■ Request: Pull out every line of the records that contains the word "gray", matching its case exactly.

■ Records to process:
---------------

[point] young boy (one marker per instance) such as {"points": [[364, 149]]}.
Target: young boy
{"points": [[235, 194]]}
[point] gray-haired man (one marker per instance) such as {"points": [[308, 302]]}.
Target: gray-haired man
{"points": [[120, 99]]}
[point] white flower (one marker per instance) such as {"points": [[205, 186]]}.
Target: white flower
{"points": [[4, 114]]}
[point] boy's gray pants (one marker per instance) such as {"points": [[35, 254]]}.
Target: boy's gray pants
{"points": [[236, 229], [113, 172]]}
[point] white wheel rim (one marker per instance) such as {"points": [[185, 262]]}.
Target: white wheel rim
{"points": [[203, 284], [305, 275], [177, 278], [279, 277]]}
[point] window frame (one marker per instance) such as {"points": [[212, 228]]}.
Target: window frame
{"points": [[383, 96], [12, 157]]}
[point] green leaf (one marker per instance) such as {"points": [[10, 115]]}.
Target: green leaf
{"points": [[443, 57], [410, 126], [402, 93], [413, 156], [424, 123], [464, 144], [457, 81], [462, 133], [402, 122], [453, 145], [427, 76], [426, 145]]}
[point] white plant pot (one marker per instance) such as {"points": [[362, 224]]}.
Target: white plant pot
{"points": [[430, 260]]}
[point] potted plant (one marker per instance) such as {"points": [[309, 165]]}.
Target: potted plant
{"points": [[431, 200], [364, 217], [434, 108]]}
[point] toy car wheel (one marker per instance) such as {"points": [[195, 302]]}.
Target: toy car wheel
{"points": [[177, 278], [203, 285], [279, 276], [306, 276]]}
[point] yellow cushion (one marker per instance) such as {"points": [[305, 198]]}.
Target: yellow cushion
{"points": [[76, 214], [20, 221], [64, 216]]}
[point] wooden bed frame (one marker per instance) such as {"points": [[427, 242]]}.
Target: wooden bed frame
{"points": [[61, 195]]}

---------------

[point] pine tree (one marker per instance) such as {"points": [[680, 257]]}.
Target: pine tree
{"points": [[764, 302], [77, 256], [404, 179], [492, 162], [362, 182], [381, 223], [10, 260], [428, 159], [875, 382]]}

---------------

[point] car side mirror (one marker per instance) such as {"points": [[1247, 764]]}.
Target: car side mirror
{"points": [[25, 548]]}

---------------

■ Response below:
[point] gray-haired man (one marker per instance) such as {"points": [[308, 302]]}.
Target: gray-haired man
[point] boy's gray pants (one marker per instance) such as {"points": [[35, 254]]}.
Target: boy's gray pants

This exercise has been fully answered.